→ **Problem**: Throughout the listing that follows, find each line with the word "tight" and copy it.
□ □ □
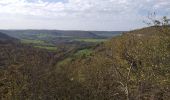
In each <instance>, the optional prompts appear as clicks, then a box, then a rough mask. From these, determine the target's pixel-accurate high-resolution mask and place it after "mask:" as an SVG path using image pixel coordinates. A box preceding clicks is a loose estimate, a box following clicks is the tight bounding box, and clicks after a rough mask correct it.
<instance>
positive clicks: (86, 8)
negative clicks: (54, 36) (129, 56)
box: [0, 0, 170, 30]
mask: <svg viewBox="0 0 170 100" xmlns="http://www.w3.org/2000/svg"><path fill="white" fill-rule="evenodd" d="M47 1H48V0H47ZM47 1H42V0H36V2H28V1H27V0H0V21H1V23H3V24H1V25H0V28H53V29H84V30H89V29H90V30H96V29H97V30H127V29H131V28H136V27H140V26H141V25H142V23H141V22H142V19H143V16H145V14H147V12H148V11H150V10H151V11H152V10H157V9H158V10H162V11H163V12H164V13H166V14H168V15H170V14H169V12H168V11H169V9H170V1H169V0H68V1H67V2H47ZM13 17H14V18H13ZM4 20H5V21H8V20H9V22H8V23H6V22H5V21H4ZM10 22H12V23H11V24H13V25H12V26H13V27H8V25H9V23H10ZM20 22H21V23H20ZM22 22H26V23H29V24H31V25H30V26H29V25H25V24H23V23H22ZM18 23H20V24H18ZM39 23H41V24H39ZM42 23H43V25H42ZM4 24H5V25H4ZM15 25H16V26H15ZM9 26H10V25H9Z"/></svg>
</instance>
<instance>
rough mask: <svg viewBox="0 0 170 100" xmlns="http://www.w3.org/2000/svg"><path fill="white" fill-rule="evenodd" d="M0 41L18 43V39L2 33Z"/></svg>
mask: <svg viewBox="0 0 170 100" xmlns="http://www.w3.org/2000/svg"><path fill="white" fill-rule="evenodd" d="M0 41H1V42H9V41H11V42H12V41H13V42H14V41H17V39H15V38H13V37H10V36H8V35H6V34H4V33H1V32H0Z"/></svg>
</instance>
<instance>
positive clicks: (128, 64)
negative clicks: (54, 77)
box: [63, 27, 170, 100]
mask: <svg viewBox="0 0 170 100" xmlns="http://www.w3.org/2000/svg"><path fill="white" fill-rule="evenodd" d="M94 52H95V53H93V54H91V56H90V57H89V56H88V57H80V58H78V59H76V60H73V61H70V63H68V64H66V65H63V66H67V67H68V66H70V67H71V68H72V69H71V72H70V75H71V76H72V79H74V80H77V81H78V82H80V83H82V84H84V85H85V87H87V89H89V90H90V91H91V92H90V93H92V95H91V97H90V96H89V99H91V100H92V99H95V100H138V99H142V100H158V99H163V100H168V99H169V98H170V95H169V94H170V92H168V91H170V88H169V87H170V84H169V83H170V62H169V61H170V37H169V36H168V35H165V34H164V33H162V31H159V29H157V28H155V27H149V28H144V29H138V30H134V31H130V32H127V33H125V34H123V35H122V36H118V37H114V38H112V39H111V40H110V41H107V42H106V43H103V44H100V45H99V46H98V47H97V48H96V49H95V50H94ZM70 67H69V68H70Z"/></svg>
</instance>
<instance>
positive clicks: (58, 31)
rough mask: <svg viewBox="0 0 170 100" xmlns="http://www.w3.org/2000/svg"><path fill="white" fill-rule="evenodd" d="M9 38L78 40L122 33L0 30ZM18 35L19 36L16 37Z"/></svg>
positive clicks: (110, 35)
mask: <svg viewBox="0 0 170 100" xmlns="http://www.w3.org/2000/svg"><path fill="white" fill-rule="evenodd" d="M0 32H3V33H5V34H7V35H9V36H12V37H15V38H23V37H22V34H24V35H27V36H32V35H35V34H50V35H55V36H67V37H78V38H111V37H112V36H114V35H117V34H121V33H122V32H124V31H80V30H0ZM18 34H20V35H18Z"/></svg>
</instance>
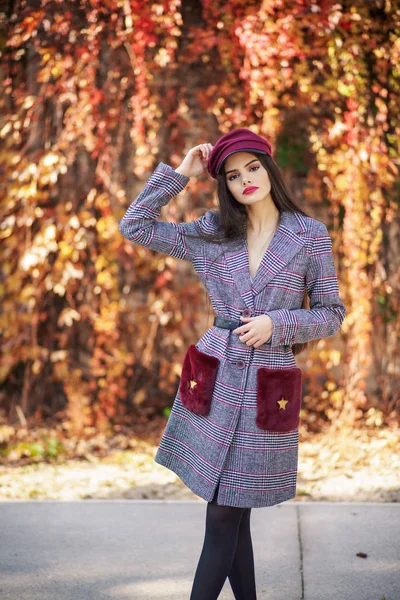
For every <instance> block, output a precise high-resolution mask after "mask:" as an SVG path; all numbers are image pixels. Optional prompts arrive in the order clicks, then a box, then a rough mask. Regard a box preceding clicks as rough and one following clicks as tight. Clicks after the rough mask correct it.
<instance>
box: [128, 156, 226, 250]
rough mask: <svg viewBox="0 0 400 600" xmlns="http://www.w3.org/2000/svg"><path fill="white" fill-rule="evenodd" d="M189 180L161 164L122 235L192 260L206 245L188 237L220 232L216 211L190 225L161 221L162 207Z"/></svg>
mask: <svg viewBox="0 0 400 600" xmlns="http://www.w3.org/2000/svg"><path fill="white" fill-rule="evenodd" d="M188 181H189V178H188V177H186V176H185V175H182V174H181V173H177V172H176V171H175V169H173V168H172V167H171V166H169V165H167V164H165V163H162V162H161V163H159V164H158V165H157V167H156V169H155V170H154V171H153V173H152V174H151V176H150V178H149V179H148V180H147V182H146V183H145V186H144V188H143V190H142V191H141V192H140V194H139V196H138V197H137V198H136V200H134V201H133V202H132V204H131V205H130V206H129V208H128V210H127V211H126V213H125V214H124V216H123V217H122V219H121V221H120V223H119V227H118V229H119V231H120V233H121V234H122V235H123V236H124V237H126V238H127V239H128V240H130V241H132V242H135V243H136V244H139V245H141V246H146V247H147V248H150V249H151V250H156V251H157V252H162V253H163V254H169V255H170V256H173V257H175V258H180V259H182V260H189V261H193V260H194V258H196V256H198V254H199V252H200V249H201V246H202V244H203V243H204V242H203V240H201V239H194V238H188V237H187V234H188V233H190V234H195V235H198V234H199V233H200V234H207V233H214V232H215V231H216V229H217V220H216V213H215V210H208V211H207V212H206V213H205V214H204V215H203V216H202V217H201V218H200V219H197V220H196V221H190V222H188V223H170V222H167V221H158V220H157V217H159V216H160V213H161V207H162V206H164V205H165V204H167V203H168V202H169V201H170V200H171V198H173V197H174V196H176V195H177V194H179V192H181V191H182V190H183V189H184V188H185V186H186V184H187V183H188Z"/></svg>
□ □ □
→ **Expected answer**:
In each <instance>, the optional prompts appear as clicks, then a box, then a rough mask. From these, determine the target's pixel-accurate high-resolution mask and place it after "mask:" as an SVG path using image pixel coordinates. A box preceding clicks is a loose estimate, a box following clicks is the tight bounding box, and clicks after a rough mask correct it.
For every <instance> block, output a precise high-resolution mask after "mask:" as an SVG path; all numbers are image pixels. Optional prompts arrive in the order clicks, then a box, then a rough mask. Regard a box preceding clicks as rough and one following clicks as tight. Clicks after the rough mask correct it.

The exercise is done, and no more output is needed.